►

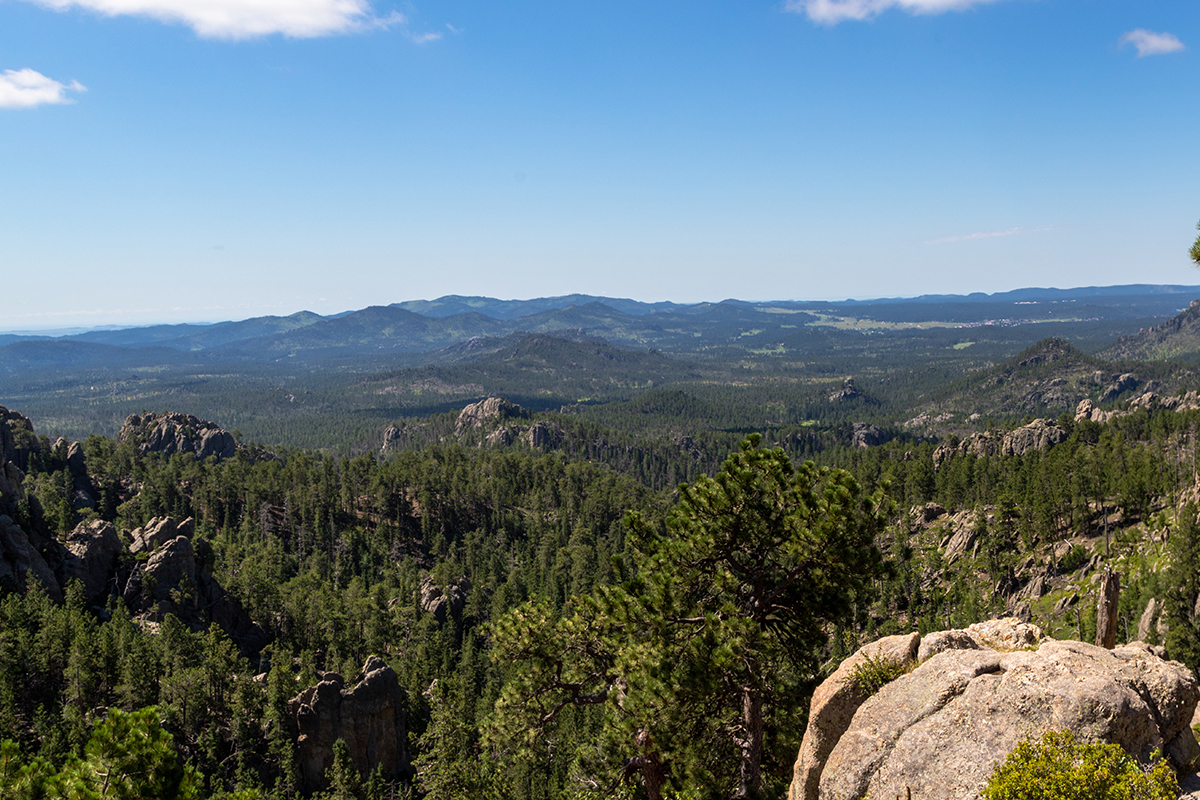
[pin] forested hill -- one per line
(505, 588)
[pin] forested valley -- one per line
(631, 597)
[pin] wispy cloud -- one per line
(421, 38)
(834, 11)
(1151, 43)
(29, 88)
(246, 18)
(988, 234)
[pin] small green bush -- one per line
(873, 674)
(1059, 768)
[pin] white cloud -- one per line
(834, 11)
(1151, 43)
(245, 18)
(988, 234)
(28, 88)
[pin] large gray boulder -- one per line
(941, 729)
(95, 551)
(160, 530)
(21, 561)
(1037, 434)
(369, 716)
(178, 433)
(487, 411)
(833, 707)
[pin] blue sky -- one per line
(203, 160)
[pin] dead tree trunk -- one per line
(1107, 611)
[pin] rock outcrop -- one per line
(849, 391)
(177, 578)
(1037, 434)
(487, 411)
(369, 716)
(95, 553)
(941, 728)
(448, 602)
(178, 433)
(159, 531)
(22, 560)
(864, 434)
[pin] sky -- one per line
(207, 160)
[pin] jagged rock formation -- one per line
(941, 728)
(178, 578)
(849, 391)
(159, 531)
(1176, 337)
(369, 716)
(172, 433)
(438, 602)
(496, 413)
(95, 554)
(1037, 434)
(543, 435)
(864, 434)
(487, 411)
(22, 559)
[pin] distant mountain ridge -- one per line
(1176, 338)
(429, 330)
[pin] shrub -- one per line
(873, 674)
(1059, 768)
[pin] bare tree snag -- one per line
(1107, 611)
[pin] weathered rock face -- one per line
(178, 578)
(544, 435)
(486, 411)
(849, 391)
(1037, 434)
(370, 717)
(1119, 384)
(159, 531)
(95, 549)
(864, 434)
(443, 603)
(178, 433)
(17, 438)
(21, 560)
(940, 729)
(833, 708)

◄

Without the images, write out all of the records exactly.

→ **OUTPUT BELOW**:
[pin] forested hill -- one per line
(505, 588)
[pin] forested valley -- one per line
(631, 597)
[pin] wispy cloud -- one per line
(421, 38)
(834, 11)
(1151, 43)
(29, 88)
(246, 18)
(988, 234)
[pin] small green bush -- one per line
(873, 674)
(1059, 768)
[pin] white cloud -- one per line
(834, 11)
(1151, 43)
(245, 18)
(988, 234)
(28, 88)
[pin] large gray boulder -- one per line
(941, 729)
(95, 551)
(160, 530)
(21, 561)
(1037, 434)
(369, 716)
(178, 433)
(487, 411)
(833, 707)
[pin] blue sky -- one per line
(203, 160)
[pin] dead tree trunk -- one per line
(1107, 611)
[pin] rock outcrop -- one per line
(849, 391)
(177, 578)
(1037, 434)
(487, 411)
(369, 716)
(95, 553)
(941, 728)
(448, 602)
(178, 433)
(159, 531)
(22, 560)
(864, 434)
[pin] sky -- one per line
(207, 160)
[pin] jagged rock formation -- one per line
(941, 728)
(178, 578)
(849, 391)
(159, 531)
(1176, 337)
(369, 716)
(172, 433)
(438, 602)
(496, 413)
(95, 554)
(1037, 434)
(543, 435)
(864, 434)
(487, 411)
(22, 559)
[pin] distant mountain ridge -- one per line
(1176, 338)
(429, 330)
[pin] shrub -- one per line
(873, 674)
(1059, 768)
[pin] bare tree snag -- one per line
(1107, 611)
[pin] weathered rock face -- one per line
(178, 578)
(544, 435)
(486, 411)
(849, 391)
(1037, 434)
(370, 717)
(1119, 384)
(159, 531)
(95, 549)
(864, 434)
(443, 603)
(178, 433)
(17, 438)
(21, 560)
(940, 729)
(833, 708)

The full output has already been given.